Each entry below must be repeated word for word.

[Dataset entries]
*** Begin section ***
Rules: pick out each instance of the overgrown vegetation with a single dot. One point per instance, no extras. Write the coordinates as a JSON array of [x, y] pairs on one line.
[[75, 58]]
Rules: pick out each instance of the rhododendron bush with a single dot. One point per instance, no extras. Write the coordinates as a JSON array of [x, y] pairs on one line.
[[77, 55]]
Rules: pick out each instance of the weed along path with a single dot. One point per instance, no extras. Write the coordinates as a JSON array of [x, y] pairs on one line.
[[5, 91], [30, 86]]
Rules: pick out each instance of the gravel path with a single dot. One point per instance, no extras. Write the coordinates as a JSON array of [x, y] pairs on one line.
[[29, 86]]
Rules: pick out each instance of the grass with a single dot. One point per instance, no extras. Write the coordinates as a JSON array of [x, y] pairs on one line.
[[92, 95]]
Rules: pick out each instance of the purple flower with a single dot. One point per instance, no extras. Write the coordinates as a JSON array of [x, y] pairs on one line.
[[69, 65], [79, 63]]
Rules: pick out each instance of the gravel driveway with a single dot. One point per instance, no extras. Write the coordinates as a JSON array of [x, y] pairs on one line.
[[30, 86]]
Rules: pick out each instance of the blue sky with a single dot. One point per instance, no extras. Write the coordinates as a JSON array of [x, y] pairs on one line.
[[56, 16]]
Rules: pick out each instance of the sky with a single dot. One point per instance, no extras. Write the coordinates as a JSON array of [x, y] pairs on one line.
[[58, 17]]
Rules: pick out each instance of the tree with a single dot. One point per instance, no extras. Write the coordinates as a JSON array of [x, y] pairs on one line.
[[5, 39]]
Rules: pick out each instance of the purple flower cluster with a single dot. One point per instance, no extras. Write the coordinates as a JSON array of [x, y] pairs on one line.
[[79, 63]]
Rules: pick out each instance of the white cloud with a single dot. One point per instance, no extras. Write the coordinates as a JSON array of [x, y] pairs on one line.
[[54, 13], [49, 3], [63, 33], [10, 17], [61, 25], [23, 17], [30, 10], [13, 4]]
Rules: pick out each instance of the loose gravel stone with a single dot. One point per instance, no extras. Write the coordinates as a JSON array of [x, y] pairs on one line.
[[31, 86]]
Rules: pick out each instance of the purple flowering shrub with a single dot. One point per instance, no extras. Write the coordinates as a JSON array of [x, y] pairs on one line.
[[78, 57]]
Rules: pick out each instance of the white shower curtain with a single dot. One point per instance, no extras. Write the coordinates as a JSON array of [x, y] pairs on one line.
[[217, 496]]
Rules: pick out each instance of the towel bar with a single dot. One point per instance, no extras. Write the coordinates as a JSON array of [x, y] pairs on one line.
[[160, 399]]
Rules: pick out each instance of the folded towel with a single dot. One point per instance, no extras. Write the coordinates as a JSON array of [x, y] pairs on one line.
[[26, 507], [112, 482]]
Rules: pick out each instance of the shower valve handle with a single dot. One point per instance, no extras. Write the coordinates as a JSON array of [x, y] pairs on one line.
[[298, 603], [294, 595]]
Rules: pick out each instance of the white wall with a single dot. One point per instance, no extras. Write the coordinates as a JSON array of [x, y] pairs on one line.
*** End section ***
=== Response ===
Rules: pick out each instance of the overgrown vegetation with a single dot. One point per instance, no extras. Write the coordinates as a JSON array of [x, y] pairs on one line.
[[75, 58]]
Rules: pick out each instance of the rhododendron bush with a single dot. One point per instance, no extras. Write the coordinates as a JSON array of [x, y] pairs on one line.
[[77, 55]]
Rules: pick out each instance of the weed along path with a single dot. One point per instance, no extras. Write the coordinates as a JSON array of [x, y] pairs on one line.
[[5, 91], [30, 86]]
Rules: pick out each instance of the gravel path with a single dot. One point per instance, no extras. Write the coordinates as a JSON array of [x, y] pairs on one line.
[[29, 86]]
Rules: pick out each instance of the grass with a single dot. One point per instance, no extras. Write the coordinates as a JSON array of [x, y] pairs on one line.
[[92, 95]]
Rules: pick out each instance of the purple flower with a single dot. One point per instance, no extras. Write the coordinates as a JSON array of [x, y] pairs on one line.
[[69, 65], [79, 63]]
Rules: pick out each instance of the gravel driveway with a single dot. One point per instance, no extras. Write the coordinates as a JSON array of [x, y] pairs on one line.
[[30, 86]]
Rules: pick out each instance of the blue sky with a single dot. One point per instance, no extras. Write the coordinates as a JSON array of [x, y] pairs on one line.
[[56, 16]]
Rules: pick out each instance of the sky with a single dot. One point per instance, no extras. Write the coordinates as a JSON array of [x, y] pairs on one line.
[[58, 17]]
Rules: pick out each instance of the tree with a single dot. One point per instance, no extras. Write the coordinates as a JSON array of [x, y] pairs on one line.
[[5, 39]]
Rules: pick out each instance of the purple flower cluster with a single dot. One point per instance, no extras. Write the coordinates as a JSON array of [x, y] pairs on one line.
[[79, 63]]
Rules: pick out each instance of the white cloud with a single dot. One point per instance, no extras. Write the coordinates as a JSON array of [x, y] pairs on one line.
[[54, 13], [49, 3], [63, 33], [10, 17], [61, 25], [23, 17], [30, 10], [13, 4]]
Rules: pick out each instance of the loose gravel stone with a single dot. One point per instance, no extras. Write the coordinates as a JSON array of [x, y] pairs on one line.
[[31, 86]]
Rules: pick out each instance of the purple flowering shrub with a single dot. One point per instance, no extras. Write the coordinates as a JSON array of [x, y] pairs on one line.
[[78, 57]]
Rules: pick out each instance of the white shower curtain with a single dot. One point per instance, no extras. Write the coordinates as a JSON array of [x, y] pairs on one line.
[[217, 496]]
Rules: pick out each instance of the towel bar with a single dot. One point per instance, no extras. Write the coordinates as a JSON array of [x, y] pairs on one line.
[[160, 399]]
Rules: pick out each instance of the folded towel with a single dot. One point per instance, no extras. Write the coordinates as a JSON array of [x, y] pairs on one line.
[[26, 507], [112, 482]]
Rules: pick out each instance of the shower valve handle with a single dot. One point per instance, no extras. Write the coordinates as a JSON array of [x, y] pairs on one line.
[[298, 603], [294, 595]]
Rules: pick out each instance of the white wall with a single dot. One point per instance, no extras. Write the coordinates as a JSON array of [x, y] pairs on one line.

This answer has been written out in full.